>> Begin Material for this exercise
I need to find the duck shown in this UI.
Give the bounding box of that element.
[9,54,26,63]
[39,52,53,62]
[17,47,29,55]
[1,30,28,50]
>> End Material for this exercise
> _Given request_
Can you express this listing as a two-column CSV with the headers input and output, one row for each entry, holding its text and its answer? Put each value in a quoted field and replace any line breaks with spaces.

> _Full output_
input,output
"I need to find the duck shown in this UI. Give the bounding box of that element.","[9,54,26,63] [39,52,53,62] [17,47,29,55] [1,30,28,50]"